* _Required action_
Decide whether each statement agrees with the article below on Alzheimer's and epilepsy, answering yes or no and quoting the words of the article that settle it. 1. The study was published in Acta Neuropathologica. 2. People with epilepsy have a lower risk of dementia than otherwise healthy individuals. 3. Anti-seizure medications were shown to reduce cognitive impairment in human trials.

#### Excerpt

Shared molecular pathways found in Alzheimer's and epilepsy

By Dr. Priyom Bose, Ph.D.Feb 5 2024Reviewed by Benedette Cuffari, M.Sc.

A recent Acta Neuropathologica study identifies shared mechanisms between epilepsy and Alzheimer’s disease (AD) using proteomics.

Study: Similar brain proteomic signatures in Alzheimer’s disease and epilepsy. Image Credit: meebonstudio / Shutterstock.com

The complex relationship between AD and epilepsy

Several studies have shown that individuals with epilepsy are more likely to develop AD. Likewise, as compared to otherwise healthy individuals, those with epilepsy experience a rapid age-related cognitive decline and are at a greater risk of dementia.

AD patients are also at an increased risk of experiencing unprovoked seizures. In mouse studies on AD, anti-seizure medications have been shown to reduce cognitive impairment and improve spatial memory.

########
#### Given records

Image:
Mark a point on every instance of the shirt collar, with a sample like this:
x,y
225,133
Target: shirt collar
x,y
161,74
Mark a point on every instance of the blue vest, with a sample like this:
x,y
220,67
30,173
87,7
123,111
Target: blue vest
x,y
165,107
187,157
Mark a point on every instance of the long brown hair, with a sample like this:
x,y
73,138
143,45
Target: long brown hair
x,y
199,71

########
#### Given records

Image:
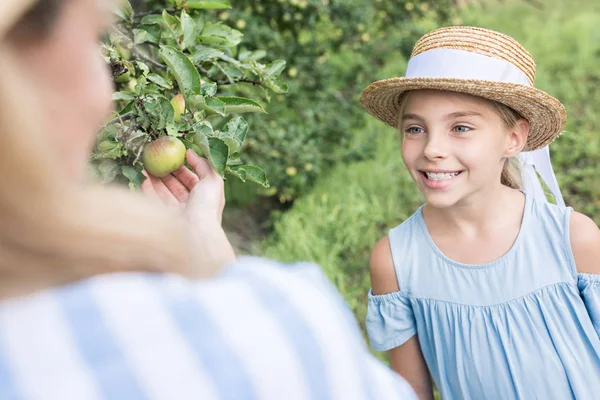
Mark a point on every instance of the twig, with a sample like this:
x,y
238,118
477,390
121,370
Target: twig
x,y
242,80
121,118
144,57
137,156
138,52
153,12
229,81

########
#### Given records

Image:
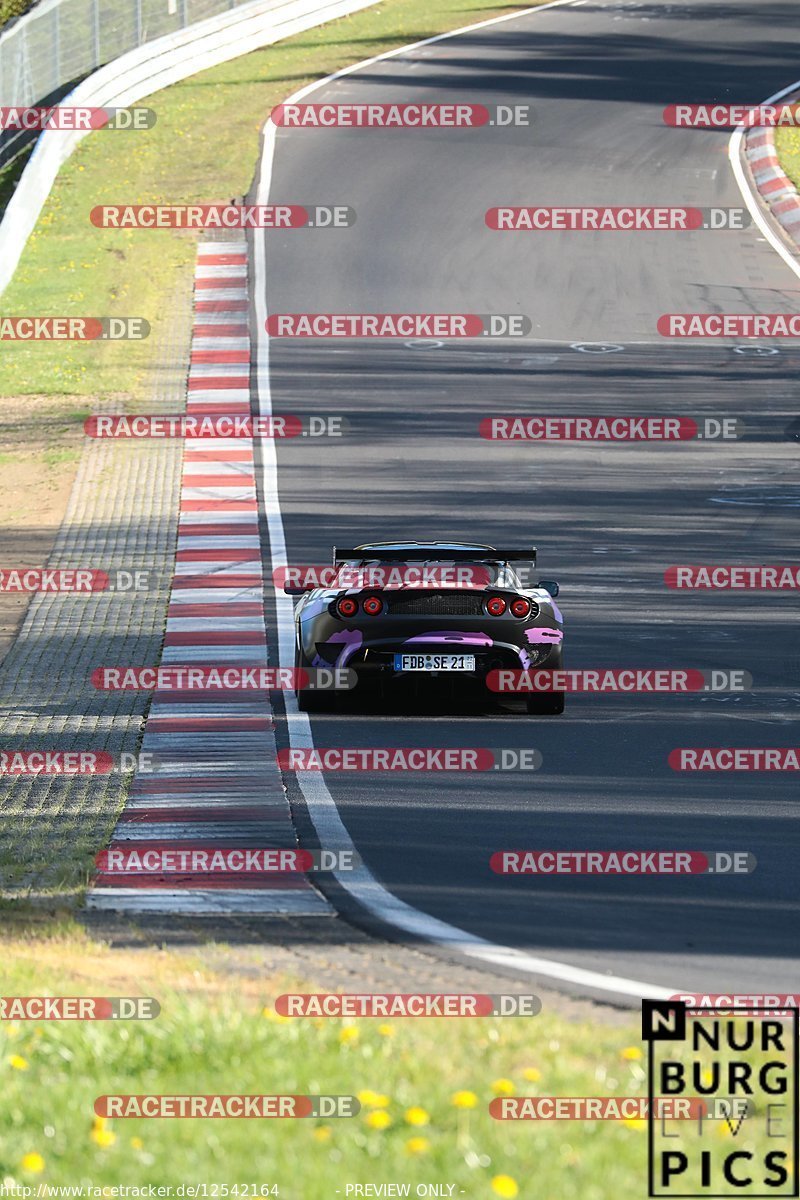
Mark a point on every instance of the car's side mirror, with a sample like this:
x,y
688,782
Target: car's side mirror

########

* _Your solution_
1. Yes: "A recent Acta Neuropathologica study identifies shared mechanisms between epilepsy and Alzheimer’s disease (AD) using proteomics."
2. No: "those with epilepsy experience a rapid age-related cognitive decline and are at a greater risk of dementia."
3. No: "In mouse studies on AD, anti-seizure medications have been shown to reduce cognitive impairment and improve spatial memory."